■ **Directive**
Rewrite every entry below with each occurrence of "vertex pairs" replaced by "coordinate pairs" and everything else unchanged, omitting the pictures.

_ _ _ _

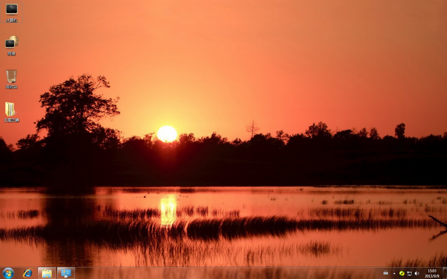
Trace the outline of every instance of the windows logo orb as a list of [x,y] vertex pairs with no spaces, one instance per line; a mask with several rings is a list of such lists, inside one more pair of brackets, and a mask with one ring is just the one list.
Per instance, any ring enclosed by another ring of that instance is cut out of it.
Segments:
[[12,278],[13,276],[14,276],[14,271],[13,270],[12,268],[7,267],[3,270],[3,277],[7,279]]

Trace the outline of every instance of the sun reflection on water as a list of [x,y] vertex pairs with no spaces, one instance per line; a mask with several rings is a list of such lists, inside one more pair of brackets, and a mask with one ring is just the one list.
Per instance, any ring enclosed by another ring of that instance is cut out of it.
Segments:
[[175,196],[170,195],[167,197],[160,200],[160,223],[161,226],[170,228],[175,222],[177,217],[177,202]]

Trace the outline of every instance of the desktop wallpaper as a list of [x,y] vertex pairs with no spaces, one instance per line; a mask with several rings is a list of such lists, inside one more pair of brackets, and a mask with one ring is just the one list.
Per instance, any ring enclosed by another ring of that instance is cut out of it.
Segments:
[[445,1],[0,14],[2,265],[447,265]]

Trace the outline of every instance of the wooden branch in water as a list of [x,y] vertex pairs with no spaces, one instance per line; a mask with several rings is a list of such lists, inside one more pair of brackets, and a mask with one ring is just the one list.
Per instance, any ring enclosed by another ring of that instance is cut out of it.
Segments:
[[430,218],[431,218],[431,219],[433,219],[436,222],[438,222],[438,223],[439,223],[442,226],[443,226],[443,227],[446,227],[446,230],[447,230],[447,224],[446,224],[445,223],[443,223],[442,222],[441,222],[441,221],[439,221],[439,220],[438,220],[436,218],[434,218],[434,217],[433,217],[431,215],[429,215],[428,217],[430,217]]

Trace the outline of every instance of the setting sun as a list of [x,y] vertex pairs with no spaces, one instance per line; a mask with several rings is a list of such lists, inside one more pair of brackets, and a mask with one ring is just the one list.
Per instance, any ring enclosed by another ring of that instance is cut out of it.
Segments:
[[158,129],[157,137],[161,141],[170,142],[177,138],[177,131],[170,126],[163,126]]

_ _ _ _

■ **Result of the exercise**
Trace the outline of every instance of the windows logo orb as a list of [x,y] coordinate pairs with no spaces, one instance per line; a mask with several rings is a list of such lists, inside one more pair of brackets, and a mask with one ring is just the one list.
Per instance, any ring enclosed by another ring of that instance is cut out of it.
Segments:
[[12,278],[13,276],[14,276],[14,271],[13,270],[12,268],[7,267],[3,270],[3,277],[7,279]]

Trace the outline of every instance of the sun reflection on water as a list of [x,y] coordinate pairs with no spaces, one instance per line; a mask with several rings is a list of such lists, inside one more pair of brackets, and a mask with one ring is just the one list.
Per instance, any ring enclosed by another ring of that instance is cut out of it.
Segments:
[[175,196],[170,195],[167,197],[160,200],[160,223],[161,226],[170,228],[175,222],[177,217],[177,202]]

Trace the outline of every instance of the desktop wallpaper as a list of [x,y] coordinate pairs with no spaces, one instance per line; a mask with several rings is a list of such lists, inside one more pair of brackets, and a mask with one ring is just the one list.
Per instance, any ring enclosed by another ring of that instance is cut out of it.
Segments:
[[445,1],[0,14],[2,265],[447,265]]

Trace the outline of every instance of the wooden branch in water as a list of [x,y] coordinate pairs with no spaces, one instance per line; a mask with several rings is a list of such lists, inside one more pair of brackets, and a mask with one ring is just the one list.
Per instance, any ring enclosed by another ring of that instance is cut out of it.
Segments:
[[430,218],[431,218],[431,219],[433,219],[436,222],[438,222],[438,223],[439,223],[442,226],[443,226],[443,227],[446,227],[446,230],[447,230],[447,224],[446,224],[445,223],[443,223],[442,222],[441,222],[441,221],[439,221],[439,220],[438,220],[436,218],[434,218],[434,217],[433,217],[431,215],[429,215],[428,217],[430,217]]

Trace the outline of every instance of the setting sun as a list of [x,y] coordinate pairs with no spaces, one instance per line; a mask with several rings is a list of such lists, inside one more pair of brackets, and a mask with one ring is just the one list.
Per instance, any ring enclosed by another ring of that instance is cut out of it.
Segments:
[[158,129],[157,137],[161,141],[170,142],[177,138],[177,131],[170,126],[163,126]]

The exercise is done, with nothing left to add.